WHAT YOU ARE ASKED TO DO:
Reproduce every line of the material below, keeping each character unchanged.

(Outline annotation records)

------------------------------------------------

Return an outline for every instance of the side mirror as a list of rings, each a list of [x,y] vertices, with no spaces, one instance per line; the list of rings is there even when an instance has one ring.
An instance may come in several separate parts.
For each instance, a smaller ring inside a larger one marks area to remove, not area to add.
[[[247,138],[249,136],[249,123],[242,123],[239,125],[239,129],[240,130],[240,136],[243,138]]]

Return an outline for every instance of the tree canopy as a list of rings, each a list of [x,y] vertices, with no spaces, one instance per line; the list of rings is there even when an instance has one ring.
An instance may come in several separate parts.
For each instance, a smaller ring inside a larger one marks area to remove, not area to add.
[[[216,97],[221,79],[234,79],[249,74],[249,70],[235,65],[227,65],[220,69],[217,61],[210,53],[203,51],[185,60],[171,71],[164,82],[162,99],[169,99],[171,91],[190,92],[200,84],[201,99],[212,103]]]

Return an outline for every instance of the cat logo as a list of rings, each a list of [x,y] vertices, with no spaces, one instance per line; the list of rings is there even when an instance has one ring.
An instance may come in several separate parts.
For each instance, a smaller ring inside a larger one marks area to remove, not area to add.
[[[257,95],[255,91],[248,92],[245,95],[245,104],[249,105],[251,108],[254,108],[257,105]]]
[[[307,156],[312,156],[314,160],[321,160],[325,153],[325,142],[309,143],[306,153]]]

------------------------------------------------

EXERCISE SOLUTION:
Return an outline for every instance of the side mirror as a list of rings, each a list of [x,y] vertices, with no spaces, one instance per line; the list of rings is there even when an instance has one ring.
An instance may come in several separate parts.
For each instance, a smaller ring inside a larger one marks area to remove, not area to add.
[[[247,138],[249,136],[249,123],[242,123],[239,125],[239,129],[240,130],[240,136],[243,138]]]

Return an outline for every instance of the tree canopy as a list of rings, each a list of [x,y] vertices, with no spaces, one instance per line; the list of rings is there even when an instance has one ring.
An instance may come in several separate parts.
For each instance, a smaller ring inside a larger one marks area to remove, not area to add.
[[[216,97],[221,79],[234,79],[249,74],[249,70],[235,65],[227,65],[220,69],[217,61],[210,53],[203,51],[185,60],[171,71],[164,82],[162,99],[169,99],[171,91],[190,92],[200,84],[201,99],[212,103]]]

Return an outline for every instance of the cat logo as a list of rings, each a list of [x,y] vertices, with no spaces, one instance per line; the list of rings is there even when an instance has one ring.
An instance may come in several separate parts.
For each instance, a smaller ring inside a larger one marks area to remove, not area to add.
[[[257,95],[255,91],[248,92],[245,95],[245,104],[249,105],[251,108],[254,108],[257,105]]]
[[[307,156],[312,156],[314,160],[321,160],[325,153],[325,142],[309,143],[306,153]]]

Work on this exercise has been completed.